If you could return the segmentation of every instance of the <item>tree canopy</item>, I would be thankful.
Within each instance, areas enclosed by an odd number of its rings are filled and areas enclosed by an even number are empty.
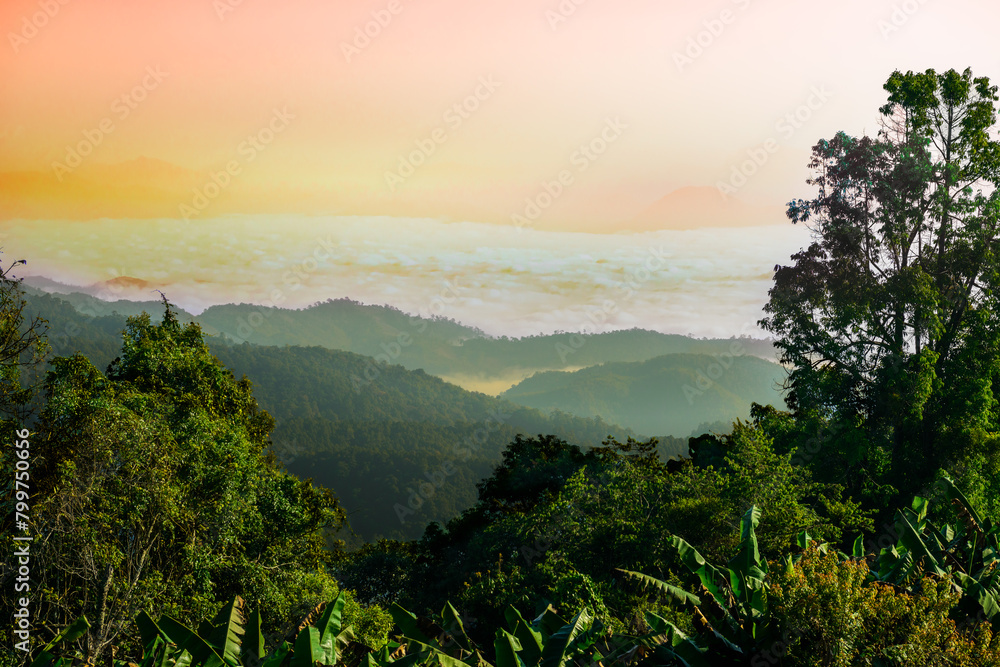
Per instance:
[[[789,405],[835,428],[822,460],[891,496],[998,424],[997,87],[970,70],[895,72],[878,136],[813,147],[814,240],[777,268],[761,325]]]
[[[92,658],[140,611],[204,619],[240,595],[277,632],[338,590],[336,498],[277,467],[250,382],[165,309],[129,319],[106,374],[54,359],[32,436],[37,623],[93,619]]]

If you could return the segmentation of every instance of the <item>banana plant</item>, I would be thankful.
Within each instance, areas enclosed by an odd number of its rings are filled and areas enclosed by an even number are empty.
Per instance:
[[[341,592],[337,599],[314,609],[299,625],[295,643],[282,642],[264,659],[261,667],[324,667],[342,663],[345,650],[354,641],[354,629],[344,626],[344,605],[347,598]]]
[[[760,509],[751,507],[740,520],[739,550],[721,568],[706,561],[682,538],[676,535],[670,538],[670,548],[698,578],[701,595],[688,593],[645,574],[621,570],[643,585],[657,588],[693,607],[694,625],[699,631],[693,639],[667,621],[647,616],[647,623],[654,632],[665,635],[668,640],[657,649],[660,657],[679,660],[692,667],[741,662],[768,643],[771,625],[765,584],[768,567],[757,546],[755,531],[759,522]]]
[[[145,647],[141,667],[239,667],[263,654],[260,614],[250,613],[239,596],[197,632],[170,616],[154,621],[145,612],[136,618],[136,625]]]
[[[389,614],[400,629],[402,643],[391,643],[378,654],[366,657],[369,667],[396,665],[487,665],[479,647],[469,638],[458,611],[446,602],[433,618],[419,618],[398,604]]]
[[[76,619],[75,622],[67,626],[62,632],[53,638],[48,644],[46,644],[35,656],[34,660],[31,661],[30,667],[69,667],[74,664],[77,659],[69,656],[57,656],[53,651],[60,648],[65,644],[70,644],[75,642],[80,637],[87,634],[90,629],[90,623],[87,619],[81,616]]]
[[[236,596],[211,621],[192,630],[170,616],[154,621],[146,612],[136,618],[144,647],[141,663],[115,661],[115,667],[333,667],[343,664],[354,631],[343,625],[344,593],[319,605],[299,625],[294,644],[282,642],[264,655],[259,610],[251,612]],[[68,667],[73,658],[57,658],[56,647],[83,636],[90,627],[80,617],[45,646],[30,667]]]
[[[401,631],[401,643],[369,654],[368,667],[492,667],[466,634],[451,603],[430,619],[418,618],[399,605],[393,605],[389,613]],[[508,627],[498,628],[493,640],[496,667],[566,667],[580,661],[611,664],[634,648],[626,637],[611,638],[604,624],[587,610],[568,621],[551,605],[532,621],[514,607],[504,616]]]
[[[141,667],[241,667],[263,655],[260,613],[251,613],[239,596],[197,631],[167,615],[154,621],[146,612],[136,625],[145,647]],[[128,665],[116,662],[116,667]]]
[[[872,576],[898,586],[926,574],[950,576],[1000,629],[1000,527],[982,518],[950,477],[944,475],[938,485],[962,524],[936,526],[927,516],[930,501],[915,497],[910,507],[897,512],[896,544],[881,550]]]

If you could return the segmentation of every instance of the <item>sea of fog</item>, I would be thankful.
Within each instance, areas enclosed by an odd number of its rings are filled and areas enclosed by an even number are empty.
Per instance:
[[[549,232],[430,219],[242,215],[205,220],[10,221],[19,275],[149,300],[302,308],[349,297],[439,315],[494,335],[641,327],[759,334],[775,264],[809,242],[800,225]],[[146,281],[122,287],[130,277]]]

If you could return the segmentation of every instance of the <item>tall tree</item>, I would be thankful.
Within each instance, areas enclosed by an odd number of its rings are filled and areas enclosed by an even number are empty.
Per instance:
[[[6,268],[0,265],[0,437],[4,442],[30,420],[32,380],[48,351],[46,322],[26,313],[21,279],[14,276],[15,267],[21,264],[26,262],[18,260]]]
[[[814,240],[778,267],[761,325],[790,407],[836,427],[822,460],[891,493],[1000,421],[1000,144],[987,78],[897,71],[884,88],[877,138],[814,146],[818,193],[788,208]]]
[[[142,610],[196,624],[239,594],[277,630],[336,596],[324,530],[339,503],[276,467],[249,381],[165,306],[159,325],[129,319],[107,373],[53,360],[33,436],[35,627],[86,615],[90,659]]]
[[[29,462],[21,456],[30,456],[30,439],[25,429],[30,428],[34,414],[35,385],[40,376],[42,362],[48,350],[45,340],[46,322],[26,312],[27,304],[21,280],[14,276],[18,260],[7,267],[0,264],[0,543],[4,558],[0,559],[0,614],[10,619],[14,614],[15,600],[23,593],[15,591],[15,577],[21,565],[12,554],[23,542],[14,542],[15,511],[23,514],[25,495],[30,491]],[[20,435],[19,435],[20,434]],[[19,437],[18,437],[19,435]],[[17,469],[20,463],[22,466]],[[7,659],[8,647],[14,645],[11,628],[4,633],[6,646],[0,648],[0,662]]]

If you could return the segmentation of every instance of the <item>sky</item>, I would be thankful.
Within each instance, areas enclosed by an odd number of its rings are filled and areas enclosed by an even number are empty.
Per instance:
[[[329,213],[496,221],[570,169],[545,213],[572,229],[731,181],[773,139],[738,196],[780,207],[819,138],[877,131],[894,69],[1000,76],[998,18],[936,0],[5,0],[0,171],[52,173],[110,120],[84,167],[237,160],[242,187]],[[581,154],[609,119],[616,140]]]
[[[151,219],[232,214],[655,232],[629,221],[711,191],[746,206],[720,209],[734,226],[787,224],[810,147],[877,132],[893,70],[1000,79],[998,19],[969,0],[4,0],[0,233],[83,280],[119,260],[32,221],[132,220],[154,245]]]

----

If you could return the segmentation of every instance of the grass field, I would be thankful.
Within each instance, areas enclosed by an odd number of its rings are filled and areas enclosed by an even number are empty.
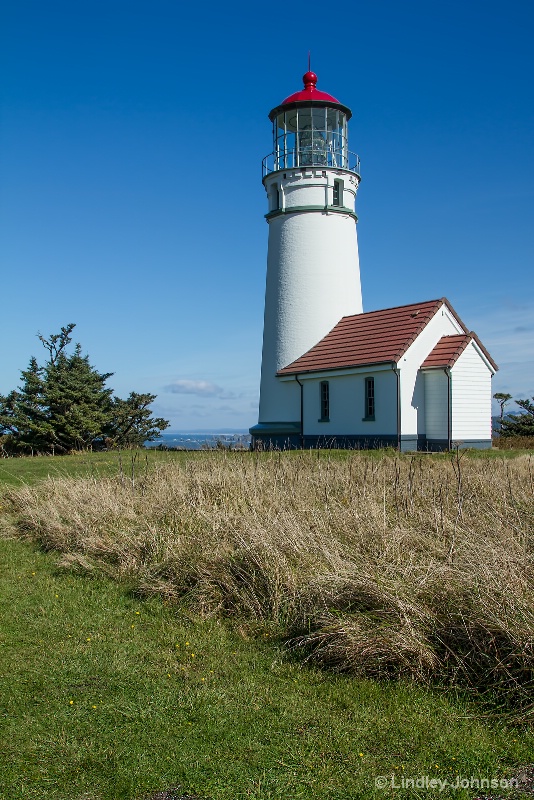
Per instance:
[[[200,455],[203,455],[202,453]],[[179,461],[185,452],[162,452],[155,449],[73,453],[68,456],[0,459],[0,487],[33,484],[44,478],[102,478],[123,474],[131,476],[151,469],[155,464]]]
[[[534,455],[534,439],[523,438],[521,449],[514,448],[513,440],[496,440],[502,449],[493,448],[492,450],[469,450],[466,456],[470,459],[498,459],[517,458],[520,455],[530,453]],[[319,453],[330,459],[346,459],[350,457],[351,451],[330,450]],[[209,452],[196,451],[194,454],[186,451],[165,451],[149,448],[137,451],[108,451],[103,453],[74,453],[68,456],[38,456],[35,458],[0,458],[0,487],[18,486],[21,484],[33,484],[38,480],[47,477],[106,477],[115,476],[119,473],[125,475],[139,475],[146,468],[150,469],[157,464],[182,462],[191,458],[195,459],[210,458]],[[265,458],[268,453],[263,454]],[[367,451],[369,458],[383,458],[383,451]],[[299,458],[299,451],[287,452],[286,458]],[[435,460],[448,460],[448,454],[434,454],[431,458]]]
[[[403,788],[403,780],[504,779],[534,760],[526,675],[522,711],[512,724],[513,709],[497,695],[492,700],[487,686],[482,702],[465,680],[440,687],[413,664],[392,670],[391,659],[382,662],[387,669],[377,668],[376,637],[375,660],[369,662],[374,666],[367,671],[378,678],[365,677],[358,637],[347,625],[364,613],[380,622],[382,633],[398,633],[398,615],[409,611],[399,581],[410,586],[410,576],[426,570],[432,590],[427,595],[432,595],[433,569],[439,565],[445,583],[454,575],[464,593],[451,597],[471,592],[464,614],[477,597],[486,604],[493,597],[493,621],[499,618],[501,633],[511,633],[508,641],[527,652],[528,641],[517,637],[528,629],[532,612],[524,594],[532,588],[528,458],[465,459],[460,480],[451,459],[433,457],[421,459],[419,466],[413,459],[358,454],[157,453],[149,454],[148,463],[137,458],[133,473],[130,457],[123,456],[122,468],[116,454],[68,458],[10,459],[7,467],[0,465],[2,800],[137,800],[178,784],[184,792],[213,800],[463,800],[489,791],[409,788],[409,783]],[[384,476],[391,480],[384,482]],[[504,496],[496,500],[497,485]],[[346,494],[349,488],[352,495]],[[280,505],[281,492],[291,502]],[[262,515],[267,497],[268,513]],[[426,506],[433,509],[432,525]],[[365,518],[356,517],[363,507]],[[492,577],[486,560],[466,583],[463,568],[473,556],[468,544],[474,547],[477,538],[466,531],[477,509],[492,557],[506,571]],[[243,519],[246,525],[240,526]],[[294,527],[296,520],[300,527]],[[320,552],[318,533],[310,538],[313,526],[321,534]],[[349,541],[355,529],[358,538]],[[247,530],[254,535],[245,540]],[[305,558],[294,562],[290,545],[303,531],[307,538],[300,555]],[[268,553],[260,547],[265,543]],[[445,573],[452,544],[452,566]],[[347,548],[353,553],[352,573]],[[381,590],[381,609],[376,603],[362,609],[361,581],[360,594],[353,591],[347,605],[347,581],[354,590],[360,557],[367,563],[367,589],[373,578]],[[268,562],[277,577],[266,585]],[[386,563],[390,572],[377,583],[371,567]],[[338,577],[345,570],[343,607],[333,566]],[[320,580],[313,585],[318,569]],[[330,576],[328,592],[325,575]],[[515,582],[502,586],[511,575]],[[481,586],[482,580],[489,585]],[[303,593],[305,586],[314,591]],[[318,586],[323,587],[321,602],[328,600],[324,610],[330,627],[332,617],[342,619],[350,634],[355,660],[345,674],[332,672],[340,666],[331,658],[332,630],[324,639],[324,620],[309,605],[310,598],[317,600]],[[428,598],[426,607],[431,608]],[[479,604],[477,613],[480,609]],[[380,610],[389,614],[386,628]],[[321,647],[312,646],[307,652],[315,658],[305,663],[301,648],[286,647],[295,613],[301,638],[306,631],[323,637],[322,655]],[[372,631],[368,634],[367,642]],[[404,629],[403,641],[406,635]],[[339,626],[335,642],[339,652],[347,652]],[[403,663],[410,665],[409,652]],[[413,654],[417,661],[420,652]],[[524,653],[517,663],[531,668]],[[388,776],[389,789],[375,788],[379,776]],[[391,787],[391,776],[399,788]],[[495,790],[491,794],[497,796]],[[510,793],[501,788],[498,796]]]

----

### REQUIREMENT
Among the lines above, which contain the word "segmentation"? Copy every one.

### FINISHED EXERCISE
If you could return the segmentation of every instance of the <item>tree canopy</item>, I would be thankful.
If you could return the segmentation of every instance of the <item>banana plant</item>, I would be thankful.
If you could return the segmentation of every instance of the <item>sea of fog</item>, I would be thankful.
If you could return the segmentation of every instance of the <item>tall tree</item>, I would be thankful.
If you could return the segmentation of every instance of the <item>sky</item>, I would be thankful.
If you could return the segmentation of every instance of the grass field, I would be thankful.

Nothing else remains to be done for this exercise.